(Records to use)
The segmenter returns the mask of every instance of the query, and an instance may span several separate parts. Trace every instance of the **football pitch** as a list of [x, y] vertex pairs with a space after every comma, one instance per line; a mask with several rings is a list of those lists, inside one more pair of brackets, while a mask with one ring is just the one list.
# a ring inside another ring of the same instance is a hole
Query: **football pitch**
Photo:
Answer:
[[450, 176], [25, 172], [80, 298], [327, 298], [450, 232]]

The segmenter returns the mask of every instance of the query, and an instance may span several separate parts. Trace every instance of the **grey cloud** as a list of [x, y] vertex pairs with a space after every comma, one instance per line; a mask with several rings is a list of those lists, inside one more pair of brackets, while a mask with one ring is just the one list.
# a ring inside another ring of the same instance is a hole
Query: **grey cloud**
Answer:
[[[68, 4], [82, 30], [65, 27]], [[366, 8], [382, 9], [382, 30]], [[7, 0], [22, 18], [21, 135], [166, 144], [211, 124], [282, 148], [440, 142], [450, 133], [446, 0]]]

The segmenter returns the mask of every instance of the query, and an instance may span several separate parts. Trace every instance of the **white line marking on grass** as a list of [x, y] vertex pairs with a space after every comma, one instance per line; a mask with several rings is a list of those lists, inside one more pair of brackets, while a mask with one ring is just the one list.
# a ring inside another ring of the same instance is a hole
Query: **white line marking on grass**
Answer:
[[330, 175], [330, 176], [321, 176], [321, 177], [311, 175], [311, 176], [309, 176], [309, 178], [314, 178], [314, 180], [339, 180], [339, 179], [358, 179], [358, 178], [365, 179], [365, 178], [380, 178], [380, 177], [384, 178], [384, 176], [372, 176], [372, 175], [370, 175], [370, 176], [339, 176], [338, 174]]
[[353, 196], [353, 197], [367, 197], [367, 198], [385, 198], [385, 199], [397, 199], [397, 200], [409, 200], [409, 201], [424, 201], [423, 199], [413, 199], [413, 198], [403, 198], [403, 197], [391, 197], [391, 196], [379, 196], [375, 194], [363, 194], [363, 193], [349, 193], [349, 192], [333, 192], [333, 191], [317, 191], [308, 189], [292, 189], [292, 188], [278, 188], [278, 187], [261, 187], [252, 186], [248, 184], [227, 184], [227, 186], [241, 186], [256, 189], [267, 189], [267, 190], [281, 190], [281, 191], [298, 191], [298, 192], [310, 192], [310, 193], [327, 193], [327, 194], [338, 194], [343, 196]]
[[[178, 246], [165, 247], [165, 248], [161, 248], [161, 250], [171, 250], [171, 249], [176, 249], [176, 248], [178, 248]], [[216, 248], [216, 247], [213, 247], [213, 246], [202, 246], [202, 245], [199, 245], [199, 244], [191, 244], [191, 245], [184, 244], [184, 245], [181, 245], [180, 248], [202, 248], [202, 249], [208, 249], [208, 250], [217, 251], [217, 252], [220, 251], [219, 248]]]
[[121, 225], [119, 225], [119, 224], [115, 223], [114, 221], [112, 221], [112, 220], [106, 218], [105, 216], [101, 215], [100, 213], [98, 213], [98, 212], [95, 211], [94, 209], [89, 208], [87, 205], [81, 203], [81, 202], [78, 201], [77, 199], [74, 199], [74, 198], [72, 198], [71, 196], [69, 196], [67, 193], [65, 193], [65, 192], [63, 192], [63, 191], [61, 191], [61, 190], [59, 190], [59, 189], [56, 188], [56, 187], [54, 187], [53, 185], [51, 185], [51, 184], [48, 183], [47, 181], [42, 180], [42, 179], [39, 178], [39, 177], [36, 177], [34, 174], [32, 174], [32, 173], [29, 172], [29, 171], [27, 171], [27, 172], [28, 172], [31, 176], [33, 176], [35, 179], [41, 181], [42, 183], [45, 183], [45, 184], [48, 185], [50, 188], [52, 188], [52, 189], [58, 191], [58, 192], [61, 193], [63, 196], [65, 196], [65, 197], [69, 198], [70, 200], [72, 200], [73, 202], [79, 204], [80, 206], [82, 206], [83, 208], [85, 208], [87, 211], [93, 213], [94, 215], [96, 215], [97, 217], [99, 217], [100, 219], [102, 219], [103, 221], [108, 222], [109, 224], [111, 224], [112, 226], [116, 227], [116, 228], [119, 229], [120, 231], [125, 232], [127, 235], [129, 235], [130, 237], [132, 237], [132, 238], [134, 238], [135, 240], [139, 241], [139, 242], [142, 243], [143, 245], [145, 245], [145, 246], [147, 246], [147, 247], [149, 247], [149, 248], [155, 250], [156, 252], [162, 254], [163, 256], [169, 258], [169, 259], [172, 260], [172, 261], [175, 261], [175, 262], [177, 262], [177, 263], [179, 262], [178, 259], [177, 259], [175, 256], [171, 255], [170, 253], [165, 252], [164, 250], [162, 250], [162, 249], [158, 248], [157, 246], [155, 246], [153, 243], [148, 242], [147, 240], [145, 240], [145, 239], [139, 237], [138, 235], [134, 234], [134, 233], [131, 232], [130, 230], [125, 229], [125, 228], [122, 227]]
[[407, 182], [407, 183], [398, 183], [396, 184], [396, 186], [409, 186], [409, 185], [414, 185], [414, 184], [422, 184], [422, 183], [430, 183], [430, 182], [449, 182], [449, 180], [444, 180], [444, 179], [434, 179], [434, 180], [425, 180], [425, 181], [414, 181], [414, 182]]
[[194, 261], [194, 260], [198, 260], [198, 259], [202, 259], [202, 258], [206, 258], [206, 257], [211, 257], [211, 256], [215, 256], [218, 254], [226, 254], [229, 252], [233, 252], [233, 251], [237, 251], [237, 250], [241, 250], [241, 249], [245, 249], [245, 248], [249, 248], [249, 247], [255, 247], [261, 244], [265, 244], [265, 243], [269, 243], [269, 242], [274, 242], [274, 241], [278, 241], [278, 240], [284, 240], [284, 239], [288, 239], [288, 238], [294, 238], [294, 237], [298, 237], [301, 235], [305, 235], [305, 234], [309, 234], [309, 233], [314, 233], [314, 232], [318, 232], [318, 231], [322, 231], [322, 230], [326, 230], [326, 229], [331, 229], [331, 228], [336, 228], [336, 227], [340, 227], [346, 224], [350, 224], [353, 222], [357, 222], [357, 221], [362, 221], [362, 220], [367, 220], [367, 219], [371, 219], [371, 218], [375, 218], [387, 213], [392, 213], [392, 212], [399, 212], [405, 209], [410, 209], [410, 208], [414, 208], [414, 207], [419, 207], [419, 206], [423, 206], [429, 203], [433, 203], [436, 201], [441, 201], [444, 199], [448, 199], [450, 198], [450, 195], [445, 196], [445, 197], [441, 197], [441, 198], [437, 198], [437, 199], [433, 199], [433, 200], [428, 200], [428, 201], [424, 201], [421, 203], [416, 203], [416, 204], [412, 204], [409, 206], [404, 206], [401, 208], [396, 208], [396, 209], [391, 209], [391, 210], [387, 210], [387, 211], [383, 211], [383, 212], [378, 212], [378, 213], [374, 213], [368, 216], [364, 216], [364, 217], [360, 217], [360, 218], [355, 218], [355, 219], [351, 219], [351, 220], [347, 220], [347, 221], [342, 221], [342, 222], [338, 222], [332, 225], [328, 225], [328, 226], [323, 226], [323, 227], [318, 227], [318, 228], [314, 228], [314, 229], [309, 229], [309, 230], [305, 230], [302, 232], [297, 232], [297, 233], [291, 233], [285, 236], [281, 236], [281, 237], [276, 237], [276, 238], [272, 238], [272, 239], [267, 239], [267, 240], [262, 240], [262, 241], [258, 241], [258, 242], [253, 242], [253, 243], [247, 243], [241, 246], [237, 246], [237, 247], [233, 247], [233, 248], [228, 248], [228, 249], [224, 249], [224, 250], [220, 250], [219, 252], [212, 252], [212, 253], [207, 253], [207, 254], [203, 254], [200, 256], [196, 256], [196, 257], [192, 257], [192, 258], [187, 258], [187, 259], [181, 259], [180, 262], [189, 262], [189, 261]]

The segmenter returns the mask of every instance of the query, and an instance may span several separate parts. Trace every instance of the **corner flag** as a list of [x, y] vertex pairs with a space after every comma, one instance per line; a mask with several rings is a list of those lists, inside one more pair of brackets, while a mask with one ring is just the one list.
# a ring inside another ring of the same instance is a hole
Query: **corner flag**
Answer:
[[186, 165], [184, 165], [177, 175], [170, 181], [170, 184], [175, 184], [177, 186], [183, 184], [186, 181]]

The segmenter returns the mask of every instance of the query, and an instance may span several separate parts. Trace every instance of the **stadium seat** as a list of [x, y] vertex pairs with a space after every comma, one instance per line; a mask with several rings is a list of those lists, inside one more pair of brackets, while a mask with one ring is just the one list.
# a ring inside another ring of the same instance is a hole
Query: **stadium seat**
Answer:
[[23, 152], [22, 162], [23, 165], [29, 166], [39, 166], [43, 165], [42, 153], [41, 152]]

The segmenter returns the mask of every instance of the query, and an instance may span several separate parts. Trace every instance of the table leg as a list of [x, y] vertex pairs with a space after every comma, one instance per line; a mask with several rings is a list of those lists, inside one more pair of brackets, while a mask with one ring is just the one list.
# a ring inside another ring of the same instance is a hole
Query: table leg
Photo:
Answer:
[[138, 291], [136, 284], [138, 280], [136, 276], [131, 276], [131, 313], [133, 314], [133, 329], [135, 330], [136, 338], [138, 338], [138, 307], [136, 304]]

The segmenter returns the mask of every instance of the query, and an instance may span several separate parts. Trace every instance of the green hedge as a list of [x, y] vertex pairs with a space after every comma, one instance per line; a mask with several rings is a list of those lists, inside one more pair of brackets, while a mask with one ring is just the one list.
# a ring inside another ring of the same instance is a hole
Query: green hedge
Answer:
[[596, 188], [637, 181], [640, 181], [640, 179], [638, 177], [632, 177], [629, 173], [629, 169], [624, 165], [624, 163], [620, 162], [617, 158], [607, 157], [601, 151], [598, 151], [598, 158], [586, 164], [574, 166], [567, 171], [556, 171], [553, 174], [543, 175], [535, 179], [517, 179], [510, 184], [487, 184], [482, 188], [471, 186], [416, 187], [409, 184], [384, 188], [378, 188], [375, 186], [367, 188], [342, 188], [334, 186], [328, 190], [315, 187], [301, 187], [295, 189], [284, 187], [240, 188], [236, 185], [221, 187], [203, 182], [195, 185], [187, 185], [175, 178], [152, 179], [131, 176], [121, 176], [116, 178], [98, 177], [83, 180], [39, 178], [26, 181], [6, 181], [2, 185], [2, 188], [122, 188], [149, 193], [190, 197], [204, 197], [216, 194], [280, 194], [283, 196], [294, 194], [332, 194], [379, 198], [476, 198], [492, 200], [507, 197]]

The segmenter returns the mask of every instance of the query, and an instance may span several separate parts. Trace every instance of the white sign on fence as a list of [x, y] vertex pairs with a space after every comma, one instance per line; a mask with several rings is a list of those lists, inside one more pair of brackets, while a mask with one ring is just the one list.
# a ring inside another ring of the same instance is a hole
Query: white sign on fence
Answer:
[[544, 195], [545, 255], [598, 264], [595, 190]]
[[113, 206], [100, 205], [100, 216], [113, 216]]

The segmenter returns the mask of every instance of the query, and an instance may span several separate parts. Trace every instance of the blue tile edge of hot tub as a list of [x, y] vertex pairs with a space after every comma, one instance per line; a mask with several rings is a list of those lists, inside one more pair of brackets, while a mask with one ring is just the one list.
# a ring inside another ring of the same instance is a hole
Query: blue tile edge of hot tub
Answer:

(Exercise aim) Scan the records above for the word "stadium" and return every line where it occurs.

(Worked solution)
The segmenter returns the mask of every instance of the query, and an instance may span several separate parts. Trace every instance of the **stadium seat** as a list of [x, y] vertex pairs with a space after every comma, one instance per line; a mask with several rings is a list of those lists, inside one more pair of brackets, while a mask with one ring is just the one list.
Query: **stadium seat**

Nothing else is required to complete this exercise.